__Problem description__
Please copy the data below, swapping "Query" for "Target" everywhere it occurs and leaving everything else unchanged.

__Information shown__
- - -

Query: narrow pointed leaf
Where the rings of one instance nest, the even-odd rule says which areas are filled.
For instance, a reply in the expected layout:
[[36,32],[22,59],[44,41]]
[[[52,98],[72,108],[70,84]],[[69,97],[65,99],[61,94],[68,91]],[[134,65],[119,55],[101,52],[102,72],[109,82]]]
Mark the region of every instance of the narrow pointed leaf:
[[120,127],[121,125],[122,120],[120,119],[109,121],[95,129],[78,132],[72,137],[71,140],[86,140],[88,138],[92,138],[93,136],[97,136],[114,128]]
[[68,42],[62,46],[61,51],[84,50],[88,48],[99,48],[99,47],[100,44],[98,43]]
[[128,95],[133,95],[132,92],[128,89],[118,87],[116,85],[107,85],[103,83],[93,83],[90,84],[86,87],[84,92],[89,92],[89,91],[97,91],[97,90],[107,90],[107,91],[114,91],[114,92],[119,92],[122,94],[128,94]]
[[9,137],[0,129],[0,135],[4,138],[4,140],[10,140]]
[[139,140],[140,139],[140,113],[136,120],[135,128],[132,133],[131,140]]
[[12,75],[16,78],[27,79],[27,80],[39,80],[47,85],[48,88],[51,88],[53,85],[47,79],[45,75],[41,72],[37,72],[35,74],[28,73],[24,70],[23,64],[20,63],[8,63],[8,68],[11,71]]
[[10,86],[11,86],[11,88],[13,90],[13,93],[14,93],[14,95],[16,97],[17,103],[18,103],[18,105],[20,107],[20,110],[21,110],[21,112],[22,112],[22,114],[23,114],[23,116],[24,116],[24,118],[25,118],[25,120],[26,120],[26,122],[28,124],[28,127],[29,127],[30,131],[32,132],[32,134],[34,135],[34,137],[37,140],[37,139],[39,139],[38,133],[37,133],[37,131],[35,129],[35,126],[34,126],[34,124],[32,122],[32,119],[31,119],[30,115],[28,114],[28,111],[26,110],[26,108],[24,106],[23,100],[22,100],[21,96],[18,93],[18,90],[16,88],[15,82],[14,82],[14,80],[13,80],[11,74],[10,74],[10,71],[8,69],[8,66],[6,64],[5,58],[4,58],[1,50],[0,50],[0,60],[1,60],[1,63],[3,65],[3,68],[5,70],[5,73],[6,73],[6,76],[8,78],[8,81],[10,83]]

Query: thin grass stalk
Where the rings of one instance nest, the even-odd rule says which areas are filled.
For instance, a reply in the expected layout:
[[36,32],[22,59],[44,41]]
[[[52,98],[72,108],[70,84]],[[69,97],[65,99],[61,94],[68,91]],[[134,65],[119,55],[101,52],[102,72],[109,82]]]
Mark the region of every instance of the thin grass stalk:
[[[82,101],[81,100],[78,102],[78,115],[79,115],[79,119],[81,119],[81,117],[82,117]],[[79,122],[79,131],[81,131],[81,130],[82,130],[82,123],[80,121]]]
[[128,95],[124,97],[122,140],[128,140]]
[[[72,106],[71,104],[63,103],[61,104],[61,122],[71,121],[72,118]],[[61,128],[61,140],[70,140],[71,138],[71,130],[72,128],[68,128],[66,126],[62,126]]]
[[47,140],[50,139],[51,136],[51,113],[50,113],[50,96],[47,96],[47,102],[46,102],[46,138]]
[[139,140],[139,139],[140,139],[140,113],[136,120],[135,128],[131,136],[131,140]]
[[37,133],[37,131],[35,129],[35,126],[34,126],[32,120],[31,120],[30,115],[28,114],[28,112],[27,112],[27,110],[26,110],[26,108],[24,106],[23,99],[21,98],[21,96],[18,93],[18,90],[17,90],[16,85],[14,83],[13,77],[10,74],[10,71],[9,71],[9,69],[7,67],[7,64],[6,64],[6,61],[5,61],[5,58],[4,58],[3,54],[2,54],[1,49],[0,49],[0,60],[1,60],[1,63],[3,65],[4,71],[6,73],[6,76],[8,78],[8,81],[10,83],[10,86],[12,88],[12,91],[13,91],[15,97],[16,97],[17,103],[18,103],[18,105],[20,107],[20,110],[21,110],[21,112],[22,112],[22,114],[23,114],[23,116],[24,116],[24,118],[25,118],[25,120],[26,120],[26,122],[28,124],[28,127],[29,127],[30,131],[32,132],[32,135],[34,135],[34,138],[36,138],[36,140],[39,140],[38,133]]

- - -

__Output below__
Target: narrow pointed leaf
Where the rings of one instance nest, the even-odd rule says which areas are filled.
For instance, a reply in the expected layout:
[[36,32],[22,59],[44,41]]
[[[52,98],[72,108],[70,84]],[[69,97],[65,99],[61,94],[68,91]],[[134,65],[119,55],[101,52],[102,72],[109,82]]]
Mark the region of every instance of the narrow pointed leaf:
[[120,127],[121,125],[122,120],[120,119],[109,121],[95,129],[78,132],[72,137],[71,140],[86,140],[88,138],[92,138],[93,136],[97,136],[114,128]]
[[68,42],[62,46],[61,51],[84,50],[88,48],[99,48],[99,47],[100,44],[98,43]]
[[128,95],[133,95],[132,92],[128,89],[118,87],[116,85],[107,85],[103,83],[93,83],[90,84],[86,87],[84,92],[89,92],[89,91],[97,91],[97,90],[107,90],[107,91],[114,91],[114,92],[119,92],[122,94],[128,94]]
[[9,137],[0,129],[0,135],[4,138],[4,140],[10,140]]
[[139,140],[140,139],[140,113],[136,120],[135,128],[132,133],[131,140]]
[[12,75],[16,78],[27,79],[27,80],[39,80],[47,85],[48,88],[51,88],[53,85],[47,79],[45,75],[41,72],[37,72],[35,74],[28,73],[24,70],[23,64],[20,63],[8,63],[8,68],[11,71]]
[[10,86],[11,86],[11,88],[13,90],[13,93],[14,93],[14,95],[16,97],[17,103],[18,103],[18,105],[20,107],[20,110],[21,110],[21,112],[22,112],[22,114],[23,114],[23,116],[24,116],[24,118],[25,118],[25,120],[26,120],[26,122],[28,124],[28,127],[29,127],[30,131],[32,132],[32,134],[34,135],[34,137],[37,140],[37,139],[39,139],[38,133],[37,133],[37,131],[35,129],[35,126],[34,126],[34,124],[32,122],[32,119],[31,119],[30,115],[28,114],[28,111],[26,110],[26,108],[24,106],[23,100],[22,100],[21,96],[18,93],[18,90],[16,88],[15,82],[14,82],[14,80],[13,80],[11,74],[10,74],[10,71],[8,69],[8,66],[6,64],[5,58],[4,58],[1,50],[0,50],[0,60],[1,60],[1,63],[3,65],[3,68],[5,70],[5,73],[6,73],[6,76],[8,78],[8,81],[10,83]]

Target: thin grass stalk
Where the rings of one instance nest, the even-odd rule says which areas are filled.
For instance, a reply in the expected layout:
[[36,32],[22,59],[44,41]]
[[[52,98],[72,108],[70,84]],[[69,97],[65,99],[61,94],[68,91]],[[134,65],[119,55],[101,52],[102,72],[109,82]]]
Mark the region of every instance of the thin grass stalk:
[[[82,101],[81,100],[78,102],[78,115],[79,115],[79,119],[81,119],[81,117],[82,117]],[[79,122],[79,131],[81,131],[81,130],[82,130],[82,123],[80,121]]]
[[128,95],[124,97],[122,140],[128,140]]
[[[72,106],[71,104],[63,103],[61,104],[61,122],[71,121],[72,118]],[[61,128],[61,140],[70,140],[71,138],[71,130],[72,128],[68,128],[66,126],[62,126]]]
[[47,140],[50,139],[51,136],[51,113],[50,113],[50,96],[47,96],[47,102],[46,102],[46,138]]
[[139,140],[139,139],[140,139],[140,113],[136,120],[135,128],[131,136],[131,140]]
[[37,133],[37,131],[35,129],[35,126],[34,126],[32,120],[31,120],[30,115],[28,114],[28,112],[27,112],[27,110],[26,110],[26,108],[24,106],[23,99],[21,98],[21,96],[18,93],[18,90],[17,90],[16,85],[14,83],[13,77],[10,74],[10,71],[9,71],[9,69],[7,67],[7,64],[6,64],[6,61],[5,61],[5,58],[4,58],[3,54],[2,54],[1,49],[0,49],[0,60],[1,60],[1,63],[3,65],[4,71],[6,73],[6,76],[8,78],[8,81],[10,83],[10,86],[12,88],[12,91],[13,91],[15,97],[16,97],[17,103],[18,103],[18,105],[20,107],[20,110],[21,110],[21,112],[22,112],[22,114],[23,114],[23,116],[24,116],[24,118],[25,118],[25,120],[26,120],[26,122],[28,124],[28,127],[29,127],[30,131],[32,132],[32,135],[34,135],[34,138],[36,138],[36,140],[39,140],[38,133]]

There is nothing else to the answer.